- Exercises
(1) Answer these questions from the text on key price levels:
(a) What would a break below 319'0 mark?
(b) What Fibonacci extension does the 457'7 level represent?
(c) Which extension is left open alongside it?
(2) Write what comes next in the text on key price levels, picking up after its final sentence.

** start Document **

The levels worth heeding are:

1 - 336'0 - This would invalidate any corrective bullish narrative, at least as far of the Geo goes, whereas a break below 319'0 would most certainly mark a new bearish departure point of a 5th wave towards the targets defined last July 2015.

2 - 457'7 - This represents a 1.414 Fibonacci extension, anchoring the Fib matrix at the structures shown in the chart. Considering that we find ourselves in the on-going development of a bullish correction, these anchors are viable options as first reactive levels following a precipitous bearish impulse to the downside - Note also that a 1.618 extension is left open, however, it does not present with the same enticing features associated with the 1.414, namely a preceding structure-low to the left-most aspect of the chart, as well as a 2nd wave cluster validation from the most recent bearish impulse ... Hence, the choice for the 1.414 extension over the 1.618.

** end Document **
** start Given records **

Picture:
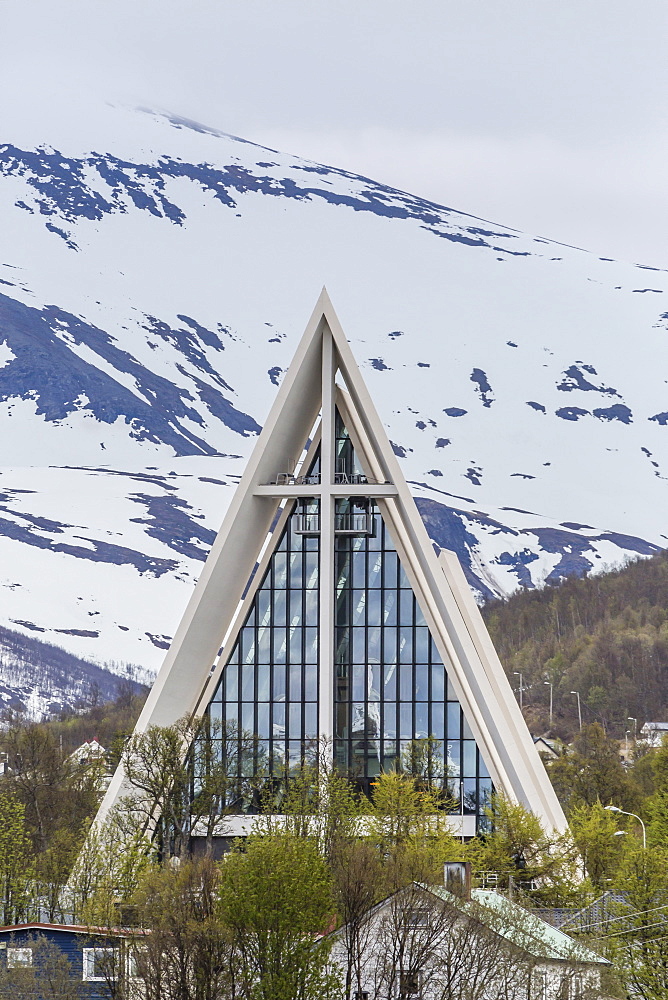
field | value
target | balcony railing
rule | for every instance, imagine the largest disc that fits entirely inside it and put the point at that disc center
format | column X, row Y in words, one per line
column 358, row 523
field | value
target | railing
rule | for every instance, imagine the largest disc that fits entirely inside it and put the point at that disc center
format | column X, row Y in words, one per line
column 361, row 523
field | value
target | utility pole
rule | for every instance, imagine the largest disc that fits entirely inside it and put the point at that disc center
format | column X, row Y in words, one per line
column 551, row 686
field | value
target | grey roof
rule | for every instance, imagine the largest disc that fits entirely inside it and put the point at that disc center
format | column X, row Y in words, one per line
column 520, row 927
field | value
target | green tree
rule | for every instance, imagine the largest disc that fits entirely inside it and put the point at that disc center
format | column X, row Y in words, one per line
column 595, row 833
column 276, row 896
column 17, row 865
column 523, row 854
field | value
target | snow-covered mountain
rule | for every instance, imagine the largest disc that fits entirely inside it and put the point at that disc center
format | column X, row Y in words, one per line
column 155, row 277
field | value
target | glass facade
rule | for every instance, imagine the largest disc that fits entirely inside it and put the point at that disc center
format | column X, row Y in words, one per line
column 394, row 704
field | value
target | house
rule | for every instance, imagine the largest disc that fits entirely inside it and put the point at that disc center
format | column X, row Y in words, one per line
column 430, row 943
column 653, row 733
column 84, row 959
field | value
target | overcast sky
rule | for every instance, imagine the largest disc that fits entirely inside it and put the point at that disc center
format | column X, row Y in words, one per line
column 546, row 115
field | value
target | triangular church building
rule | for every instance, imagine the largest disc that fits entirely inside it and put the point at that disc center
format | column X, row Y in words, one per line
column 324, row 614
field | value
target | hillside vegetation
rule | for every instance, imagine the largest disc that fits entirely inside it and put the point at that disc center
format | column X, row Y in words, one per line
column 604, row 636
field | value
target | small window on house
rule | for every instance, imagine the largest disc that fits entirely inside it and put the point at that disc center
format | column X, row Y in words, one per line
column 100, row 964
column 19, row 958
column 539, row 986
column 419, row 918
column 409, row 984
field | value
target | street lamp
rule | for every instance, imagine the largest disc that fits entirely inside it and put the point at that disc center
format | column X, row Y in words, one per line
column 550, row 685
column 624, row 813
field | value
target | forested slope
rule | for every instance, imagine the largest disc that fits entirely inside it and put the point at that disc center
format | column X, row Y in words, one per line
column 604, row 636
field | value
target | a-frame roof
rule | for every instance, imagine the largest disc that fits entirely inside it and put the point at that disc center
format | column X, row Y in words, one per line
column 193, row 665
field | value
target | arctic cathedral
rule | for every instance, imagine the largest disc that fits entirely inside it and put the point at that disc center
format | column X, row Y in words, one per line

** end Given records **

- Per-task outputs
(1)
(a) A new bearish departure point of a 5th wave toward the targets defined in July 2015.
(b) A 1.414 Fibonacci extension.
(c) A 1.618 extension.

(2)
3 - The Geo, appearing with its initial 1-2 Leg requirement (near-alignment of a reciprocal ab = cd symmetry), sends forward tentative 1-3 and 2-4 Lines. Typically, the 2-3 Leg is generated from a complex double or triple-zigzag, but in rarer forms, an internal impulse would occur. Considering that this impulse occurs counter-trend to the prevalent bearish market move, we have to consider the possibility that the market is reversing to the top-side. I would look or the generation of a clear and obvious bearish corrective wave carving higher lows before fretting this possibility. For now, the Geo remains the prevalent potential, backed by a Predictive/Forecasting Model which acts independently, free of opinions and with a consistent record. Still, I would set a tolerance line down, such that a breach of the 2-4 Line, originating from Point-1 of the Geo would constitute a Geo failure.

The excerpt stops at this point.